_WHAT THE EXERCISE ASKS_
From the line that includes "[spot] the dirt" to the last line of the data, quote each line precisely; both boundary lines belong in the answer.

_INFORMATION GIVEN_
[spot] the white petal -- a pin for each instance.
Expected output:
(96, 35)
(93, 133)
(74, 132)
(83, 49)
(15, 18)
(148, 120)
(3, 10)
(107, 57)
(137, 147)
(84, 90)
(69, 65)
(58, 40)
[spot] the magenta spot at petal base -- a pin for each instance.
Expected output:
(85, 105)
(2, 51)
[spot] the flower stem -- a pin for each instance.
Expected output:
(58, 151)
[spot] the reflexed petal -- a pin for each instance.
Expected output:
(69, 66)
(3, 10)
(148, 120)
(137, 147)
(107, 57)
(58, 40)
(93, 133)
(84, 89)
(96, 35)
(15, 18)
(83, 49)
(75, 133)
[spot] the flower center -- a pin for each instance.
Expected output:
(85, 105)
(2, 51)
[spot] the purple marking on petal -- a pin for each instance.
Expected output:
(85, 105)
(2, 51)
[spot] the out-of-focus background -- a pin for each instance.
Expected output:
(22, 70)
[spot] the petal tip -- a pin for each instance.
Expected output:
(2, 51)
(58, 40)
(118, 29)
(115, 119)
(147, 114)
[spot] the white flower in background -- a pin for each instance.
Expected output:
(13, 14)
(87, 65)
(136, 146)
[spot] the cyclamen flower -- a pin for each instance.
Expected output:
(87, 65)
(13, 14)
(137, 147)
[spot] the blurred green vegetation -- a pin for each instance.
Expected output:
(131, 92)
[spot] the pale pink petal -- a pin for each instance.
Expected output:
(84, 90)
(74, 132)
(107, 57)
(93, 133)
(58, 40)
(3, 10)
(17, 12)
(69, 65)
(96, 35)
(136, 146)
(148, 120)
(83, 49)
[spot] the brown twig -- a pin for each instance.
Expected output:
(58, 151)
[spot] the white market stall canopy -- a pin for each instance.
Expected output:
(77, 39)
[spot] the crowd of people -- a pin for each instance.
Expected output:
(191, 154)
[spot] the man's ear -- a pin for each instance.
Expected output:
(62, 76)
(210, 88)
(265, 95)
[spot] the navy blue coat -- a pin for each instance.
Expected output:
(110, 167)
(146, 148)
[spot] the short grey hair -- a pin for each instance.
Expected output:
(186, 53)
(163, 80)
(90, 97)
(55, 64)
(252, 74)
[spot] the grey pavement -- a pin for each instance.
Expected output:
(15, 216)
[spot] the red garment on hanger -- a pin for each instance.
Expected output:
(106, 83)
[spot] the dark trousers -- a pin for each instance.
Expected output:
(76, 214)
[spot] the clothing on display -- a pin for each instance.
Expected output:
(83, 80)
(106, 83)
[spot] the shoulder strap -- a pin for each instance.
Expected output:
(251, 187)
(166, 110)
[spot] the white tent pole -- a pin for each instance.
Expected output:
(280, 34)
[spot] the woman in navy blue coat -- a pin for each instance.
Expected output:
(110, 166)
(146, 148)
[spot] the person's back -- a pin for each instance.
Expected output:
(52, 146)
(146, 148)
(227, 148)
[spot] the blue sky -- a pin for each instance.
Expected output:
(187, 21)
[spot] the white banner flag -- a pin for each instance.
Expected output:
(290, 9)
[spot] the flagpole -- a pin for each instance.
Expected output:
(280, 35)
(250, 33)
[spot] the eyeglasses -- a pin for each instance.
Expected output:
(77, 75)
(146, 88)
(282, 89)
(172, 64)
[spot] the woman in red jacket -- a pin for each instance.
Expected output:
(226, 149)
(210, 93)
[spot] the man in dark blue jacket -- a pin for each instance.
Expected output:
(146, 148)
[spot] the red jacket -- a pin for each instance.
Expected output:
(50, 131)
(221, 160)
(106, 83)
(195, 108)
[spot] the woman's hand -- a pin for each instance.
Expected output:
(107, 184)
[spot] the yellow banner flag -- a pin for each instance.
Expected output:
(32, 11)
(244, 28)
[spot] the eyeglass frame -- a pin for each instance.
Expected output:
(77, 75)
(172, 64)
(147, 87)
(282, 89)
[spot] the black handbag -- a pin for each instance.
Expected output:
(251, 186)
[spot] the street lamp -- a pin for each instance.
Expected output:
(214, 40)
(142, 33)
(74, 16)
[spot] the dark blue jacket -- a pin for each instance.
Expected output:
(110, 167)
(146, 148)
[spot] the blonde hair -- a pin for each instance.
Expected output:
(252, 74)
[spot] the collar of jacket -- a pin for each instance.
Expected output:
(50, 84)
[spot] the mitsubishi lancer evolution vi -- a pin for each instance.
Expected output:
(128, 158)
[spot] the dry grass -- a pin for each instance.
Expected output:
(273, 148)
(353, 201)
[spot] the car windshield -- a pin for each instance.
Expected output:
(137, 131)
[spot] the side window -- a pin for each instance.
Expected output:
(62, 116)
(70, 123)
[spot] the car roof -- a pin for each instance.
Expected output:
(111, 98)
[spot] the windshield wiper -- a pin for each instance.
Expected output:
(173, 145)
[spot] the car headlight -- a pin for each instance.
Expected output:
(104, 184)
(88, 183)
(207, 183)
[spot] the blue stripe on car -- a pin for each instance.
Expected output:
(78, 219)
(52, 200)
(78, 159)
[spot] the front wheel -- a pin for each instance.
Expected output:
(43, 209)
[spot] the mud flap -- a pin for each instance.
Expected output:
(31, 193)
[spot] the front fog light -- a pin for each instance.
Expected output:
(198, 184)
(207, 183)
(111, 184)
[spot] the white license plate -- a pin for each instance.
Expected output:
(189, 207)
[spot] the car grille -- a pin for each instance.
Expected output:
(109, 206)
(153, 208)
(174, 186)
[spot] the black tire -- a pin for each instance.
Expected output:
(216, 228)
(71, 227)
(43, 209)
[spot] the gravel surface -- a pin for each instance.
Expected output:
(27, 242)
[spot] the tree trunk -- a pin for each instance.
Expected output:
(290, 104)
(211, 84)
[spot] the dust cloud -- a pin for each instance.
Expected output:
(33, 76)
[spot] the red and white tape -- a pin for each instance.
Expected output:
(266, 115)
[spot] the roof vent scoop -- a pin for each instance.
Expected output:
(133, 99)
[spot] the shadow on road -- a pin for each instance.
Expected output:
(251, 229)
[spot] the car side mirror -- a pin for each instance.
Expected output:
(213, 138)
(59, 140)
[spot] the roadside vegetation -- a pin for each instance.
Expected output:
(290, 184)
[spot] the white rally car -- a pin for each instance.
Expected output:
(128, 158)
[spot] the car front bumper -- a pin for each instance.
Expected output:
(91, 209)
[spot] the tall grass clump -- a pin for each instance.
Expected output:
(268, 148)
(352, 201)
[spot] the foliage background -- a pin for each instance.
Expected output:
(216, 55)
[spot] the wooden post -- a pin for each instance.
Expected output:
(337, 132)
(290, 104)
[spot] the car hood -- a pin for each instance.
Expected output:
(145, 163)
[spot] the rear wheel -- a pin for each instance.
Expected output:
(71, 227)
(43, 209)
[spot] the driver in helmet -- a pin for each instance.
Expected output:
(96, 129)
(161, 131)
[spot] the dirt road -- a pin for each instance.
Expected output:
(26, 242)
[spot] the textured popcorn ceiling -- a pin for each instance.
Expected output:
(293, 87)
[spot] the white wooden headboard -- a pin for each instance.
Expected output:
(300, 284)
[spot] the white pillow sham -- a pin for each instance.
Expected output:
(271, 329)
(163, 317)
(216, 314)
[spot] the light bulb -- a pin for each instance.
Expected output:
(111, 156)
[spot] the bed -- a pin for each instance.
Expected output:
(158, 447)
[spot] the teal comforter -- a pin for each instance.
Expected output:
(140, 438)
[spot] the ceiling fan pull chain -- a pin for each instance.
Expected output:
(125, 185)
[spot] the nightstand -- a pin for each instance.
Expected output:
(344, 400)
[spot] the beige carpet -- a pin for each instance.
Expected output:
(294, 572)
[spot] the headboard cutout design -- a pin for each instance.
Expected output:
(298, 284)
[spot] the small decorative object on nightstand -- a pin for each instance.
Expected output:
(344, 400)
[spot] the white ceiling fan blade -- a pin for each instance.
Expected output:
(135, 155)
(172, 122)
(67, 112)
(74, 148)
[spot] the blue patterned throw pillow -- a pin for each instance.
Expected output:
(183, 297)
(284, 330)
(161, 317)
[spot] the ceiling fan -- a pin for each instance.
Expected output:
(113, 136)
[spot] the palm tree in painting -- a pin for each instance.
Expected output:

_FINAL RESULT_
[spot] the dirt road -- a pin for each instance.
Expected output:
(26, 242)
[spot] the textured popcorn ceiling -- a pin for each instance.
Expected output:
(293, 87)
[spot] the white wooden headboard -- a pin for each instance.
Expected output:
(300, 284)
[spot] the white pillow sham -- a pin for each instance.
Expected output:
(271, 329)
(163, 317)
(216, 314)
[spot] the light bulb -- a pin for each instance.
Expected output:
(111, 156)
[spot] the bed -- a pin for each instance.
Expected output:
(158, 447)
[spot] the teal comforter -- a pin for each instance.
Expected output:
(140, 438)
[spot] the ceiling fan pull chain -- a pin for each instance.
Expected output:
(125, 185)
[spot] the nightstand -- a pin for each instance.
Expected output:
(344, 400)
[spot] the beige carpet -- a pin for each instance.
Expected output:
(294, 572)
[spot] the headboard cutout design -- a pin for each instance.
Expected output:
(298, 284)
[spot] the small decorative object on nightstand -- a pin for each instance.
Expected output:
(344, 400)
[spot] the white ceiling fan blade -- a pin for each instance.
Expected output:
(135, 155)
(172, 122)
(67, 112)
(74, 148)
[spot] the blue patterned throw pillow -- a pin for each instance.
Expected output:
(183, 297)
(284, 330)
(161, 317)
[spot] the ceiling fan -- a pin for each instance.
Expected output:
(113, 136)
[spot] the palm tree in painting -- a pin for each instance.
Expected output:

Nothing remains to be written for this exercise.